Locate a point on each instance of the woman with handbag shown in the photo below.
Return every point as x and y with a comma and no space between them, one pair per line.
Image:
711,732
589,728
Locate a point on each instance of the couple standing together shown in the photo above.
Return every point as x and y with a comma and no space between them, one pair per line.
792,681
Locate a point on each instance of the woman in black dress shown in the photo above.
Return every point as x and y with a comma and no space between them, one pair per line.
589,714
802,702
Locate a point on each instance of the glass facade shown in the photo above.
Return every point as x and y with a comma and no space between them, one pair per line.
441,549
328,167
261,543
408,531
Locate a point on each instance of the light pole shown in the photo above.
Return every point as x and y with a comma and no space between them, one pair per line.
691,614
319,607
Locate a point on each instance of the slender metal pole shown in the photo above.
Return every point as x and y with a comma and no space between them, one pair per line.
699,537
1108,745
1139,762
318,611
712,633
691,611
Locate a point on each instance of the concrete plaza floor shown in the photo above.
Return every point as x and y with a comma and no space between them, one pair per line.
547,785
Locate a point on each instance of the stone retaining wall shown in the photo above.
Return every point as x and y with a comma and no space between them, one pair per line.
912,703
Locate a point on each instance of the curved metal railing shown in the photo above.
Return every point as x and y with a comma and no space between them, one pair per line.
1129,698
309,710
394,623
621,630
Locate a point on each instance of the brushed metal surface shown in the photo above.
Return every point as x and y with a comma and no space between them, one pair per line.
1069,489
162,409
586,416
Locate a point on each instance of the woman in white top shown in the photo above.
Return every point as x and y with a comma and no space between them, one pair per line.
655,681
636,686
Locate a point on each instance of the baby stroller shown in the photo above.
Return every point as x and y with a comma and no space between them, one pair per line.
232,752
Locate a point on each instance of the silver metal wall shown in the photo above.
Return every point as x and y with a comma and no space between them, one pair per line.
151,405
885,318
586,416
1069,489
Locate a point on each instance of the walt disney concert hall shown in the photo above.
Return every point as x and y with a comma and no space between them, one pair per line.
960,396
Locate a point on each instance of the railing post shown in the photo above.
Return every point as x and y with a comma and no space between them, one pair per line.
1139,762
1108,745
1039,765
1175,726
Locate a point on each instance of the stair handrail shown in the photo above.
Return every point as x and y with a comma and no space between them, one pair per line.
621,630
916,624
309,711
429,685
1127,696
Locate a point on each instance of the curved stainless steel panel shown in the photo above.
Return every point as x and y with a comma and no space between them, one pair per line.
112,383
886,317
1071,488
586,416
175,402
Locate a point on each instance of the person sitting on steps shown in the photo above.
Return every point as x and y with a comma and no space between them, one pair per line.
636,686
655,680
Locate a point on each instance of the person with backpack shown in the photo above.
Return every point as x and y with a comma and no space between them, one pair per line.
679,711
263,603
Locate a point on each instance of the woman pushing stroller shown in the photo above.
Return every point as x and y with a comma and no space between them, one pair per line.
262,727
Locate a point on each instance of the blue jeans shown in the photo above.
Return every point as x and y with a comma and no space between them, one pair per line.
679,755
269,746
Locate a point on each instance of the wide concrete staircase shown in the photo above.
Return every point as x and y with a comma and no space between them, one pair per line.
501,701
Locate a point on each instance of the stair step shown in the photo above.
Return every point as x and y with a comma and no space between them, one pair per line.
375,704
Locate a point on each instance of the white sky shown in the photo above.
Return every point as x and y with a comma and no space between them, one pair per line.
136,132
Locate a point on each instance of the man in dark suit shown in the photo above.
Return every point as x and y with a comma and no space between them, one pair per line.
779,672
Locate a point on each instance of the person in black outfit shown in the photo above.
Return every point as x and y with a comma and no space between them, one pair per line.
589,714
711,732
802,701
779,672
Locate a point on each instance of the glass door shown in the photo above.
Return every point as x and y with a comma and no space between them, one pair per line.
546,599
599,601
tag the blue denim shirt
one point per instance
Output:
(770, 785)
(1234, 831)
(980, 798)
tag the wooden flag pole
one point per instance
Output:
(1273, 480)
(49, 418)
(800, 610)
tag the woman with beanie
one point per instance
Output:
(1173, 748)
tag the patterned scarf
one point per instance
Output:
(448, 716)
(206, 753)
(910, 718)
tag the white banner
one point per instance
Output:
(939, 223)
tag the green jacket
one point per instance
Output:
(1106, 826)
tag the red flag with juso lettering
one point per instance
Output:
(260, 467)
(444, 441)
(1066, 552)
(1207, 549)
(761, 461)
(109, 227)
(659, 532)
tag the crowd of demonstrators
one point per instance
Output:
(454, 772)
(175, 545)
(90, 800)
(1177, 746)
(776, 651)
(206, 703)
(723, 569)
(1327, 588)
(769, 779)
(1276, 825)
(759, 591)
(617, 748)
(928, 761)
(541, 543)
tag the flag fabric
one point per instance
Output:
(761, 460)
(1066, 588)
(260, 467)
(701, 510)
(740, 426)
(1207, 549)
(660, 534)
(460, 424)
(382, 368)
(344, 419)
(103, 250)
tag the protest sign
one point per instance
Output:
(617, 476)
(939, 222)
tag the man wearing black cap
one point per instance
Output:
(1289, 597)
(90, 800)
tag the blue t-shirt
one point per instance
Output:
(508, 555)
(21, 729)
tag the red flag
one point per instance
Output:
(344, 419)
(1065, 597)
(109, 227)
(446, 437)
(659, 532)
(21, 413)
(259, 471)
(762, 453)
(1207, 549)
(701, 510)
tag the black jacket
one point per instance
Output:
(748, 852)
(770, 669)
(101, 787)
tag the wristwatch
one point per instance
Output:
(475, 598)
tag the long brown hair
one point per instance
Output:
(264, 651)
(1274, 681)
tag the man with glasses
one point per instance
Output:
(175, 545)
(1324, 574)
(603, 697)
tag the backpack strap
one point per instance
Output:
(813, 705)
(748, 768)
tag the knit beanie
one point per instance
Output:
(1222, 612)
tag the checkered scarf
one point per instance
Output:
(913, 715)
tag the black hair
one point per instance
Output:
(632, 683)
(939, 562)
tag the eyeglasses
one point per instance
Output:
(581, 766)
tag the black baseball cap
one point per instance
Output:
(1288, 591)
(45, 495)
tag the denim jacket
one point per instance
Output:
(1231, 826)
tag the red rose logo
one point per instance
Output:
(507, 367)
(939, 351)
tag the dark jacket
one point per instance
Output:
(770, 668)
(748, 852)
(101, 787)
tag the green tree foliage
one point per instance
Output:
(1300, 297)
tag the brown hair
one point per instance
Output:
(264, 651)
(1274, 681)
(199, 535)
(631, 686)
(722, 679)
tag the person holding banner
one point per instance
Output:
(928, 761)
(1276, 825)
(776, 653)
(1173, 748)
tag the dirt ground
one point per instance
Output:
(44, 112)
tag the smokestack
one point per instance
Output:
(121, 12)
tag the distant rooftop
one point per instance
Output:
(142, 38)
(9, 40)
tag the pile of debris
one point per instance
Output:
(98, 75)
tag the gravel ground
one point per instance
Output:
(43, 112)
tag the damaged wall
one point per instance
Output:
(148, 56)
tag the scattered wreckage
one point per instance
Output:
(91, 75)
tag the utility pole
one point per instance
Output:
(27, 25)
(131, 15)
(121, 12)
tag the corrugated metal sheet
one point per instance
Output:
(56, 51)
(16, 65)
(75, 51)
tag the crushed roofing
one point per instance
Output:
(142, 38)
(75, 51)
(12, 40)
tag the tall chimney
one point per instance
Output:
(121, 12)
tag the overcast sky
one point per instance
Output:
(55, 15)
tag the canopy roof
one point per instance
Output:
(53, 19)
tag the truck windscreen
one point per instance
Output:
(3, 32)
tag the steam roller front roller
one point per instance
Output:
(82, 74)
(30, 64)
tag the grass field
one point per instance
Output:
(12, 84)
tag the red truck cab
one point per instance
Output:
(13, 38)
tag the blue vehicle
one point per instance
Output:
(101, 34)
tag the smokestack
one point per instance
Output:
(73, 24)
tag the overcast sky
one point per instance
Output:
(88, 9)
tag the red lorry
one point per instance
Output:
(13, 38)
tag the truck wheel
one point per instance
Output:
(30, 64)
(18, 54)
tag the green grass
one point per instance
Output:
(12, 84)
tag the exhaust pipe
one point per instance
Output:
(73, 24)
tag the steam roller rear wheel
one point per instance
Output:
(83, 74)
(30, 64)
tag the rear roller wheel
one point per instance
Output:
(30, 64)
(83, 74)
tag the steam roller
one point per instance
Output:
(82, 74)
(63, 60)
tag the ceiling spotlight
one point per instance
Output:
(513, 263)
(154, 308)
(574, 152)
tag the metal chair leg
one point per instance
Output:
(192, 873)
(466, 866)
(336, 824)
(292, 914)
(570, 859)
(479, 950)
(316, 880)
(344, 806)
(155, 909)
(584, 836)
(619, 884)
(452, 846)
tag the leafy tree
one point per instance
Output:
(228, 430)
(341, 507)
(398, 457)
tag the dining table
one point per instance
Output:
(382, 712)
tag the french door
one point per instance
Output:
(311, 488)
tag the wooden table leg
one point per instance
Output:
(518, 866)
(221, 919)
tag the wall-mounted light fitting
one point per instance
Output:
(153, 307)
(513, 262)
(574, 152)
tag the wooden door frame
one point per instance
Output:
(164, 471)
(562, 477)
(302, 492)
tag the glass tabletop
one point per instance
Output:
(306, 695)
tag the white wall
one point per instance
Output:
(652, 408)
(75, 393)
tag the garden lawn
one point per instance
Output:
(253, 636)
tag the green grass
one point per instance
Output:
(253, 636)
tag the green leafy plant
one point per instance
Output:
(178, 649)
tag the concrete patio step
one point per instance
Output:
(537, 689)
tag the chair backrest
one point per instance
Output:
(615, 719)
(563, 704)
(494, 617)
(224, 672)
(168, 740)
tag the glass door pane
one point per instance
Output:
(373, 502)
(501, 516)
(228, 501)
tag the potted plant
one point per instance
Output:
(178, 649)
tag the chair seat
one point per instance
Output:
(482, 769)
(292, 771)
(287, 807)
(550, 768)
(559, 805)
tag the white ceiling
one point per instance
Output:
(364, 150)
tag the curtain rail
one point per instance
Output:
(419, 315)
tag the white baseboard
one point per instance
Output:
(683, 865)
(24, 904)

-------------------------

__PROBLEM__: Please quote exactly the lines from the one containing "tag the exhaust pipe" through the last line of the records above, both included, and nothing else.

__ANSWER IN FULL__:
tag the exhaust pipe
one point per instance
Output:
(73, 24)
tag the steam roller rear wheel
one point per instance
Output:
(83, 74)
(30, 64)
tag the rear roller wheel
one point per instance
Output:
(30, 64)
(83, 74)
tag the steam roller
one point per instance
Output:
(82, 74)
(63, 60)
tag the ceiling spotlight
one point per instance
Output:
(513, 263)
(154, 308)
(574, 152)
tag the metal chair leg
one point per instance
Output:
(192, 873)
(466, 866)
(336, 824)
(292, 914)
(570, 859)
(479, 950)
(316, 880)
(344, 806)
(155, 909)
(584, 836)
(619, 884)
(452, 846)
tag the leafy tree
one point per instance
Output:
(228, 430)
(341, 507)
(398, 457)
tag the dining table
one point per instance
Output:
(382, 712)
tag the french door
one point per instance
Output:
(311, 488)
tag the wooden table leg
one point per instance
Output:
(518, 866)
(221, 919)
tag the wall-mounted light fitting
one point per instance
Output:
(153, 307)
(513, 262)
(574, 152)
tag the wooden door frame
one point per instance
Output:
(164, 471)
(562, 477)
(302, 492)
tag the glass tabletop
one point per instance
Output:
(306, 695)
tag the white wall
one point per instance
Output:
(652, 408)
(75, 393)
tag the garden lawn
one point per instance
Output:
(253, 636)
tag the green grass
one point per instance
Output:
(253, 636)
tag the green leafy plant
one point per instance
Output:
(178, 649)
tag the concrete patio step
one point per instance
Output:
(537, 689)
tag the chair backrest
one point per instance
Output:
(615, 719)
(563, 704)
(494, 617)
(224, 672)
(168, 740)
tag the glass door pane
one point per instance
Output:
(373, 502)
(501, 516)
(228, 501)
tag the potted plant
one point per instance
Output:
(178, 649)
tag the chair seat
one point per instance
Output:
(482, 769)
(292, 771)
(287, 807)
(550, 768)
(559, 805)
tag the white ceiling
one point per instance
Output:
(364, 150)
tag the curtain rail
one point per instance
Output:
(419, 315)
tag the white baseboard
one point per instance
Output:
(683, 865)
(24, 904)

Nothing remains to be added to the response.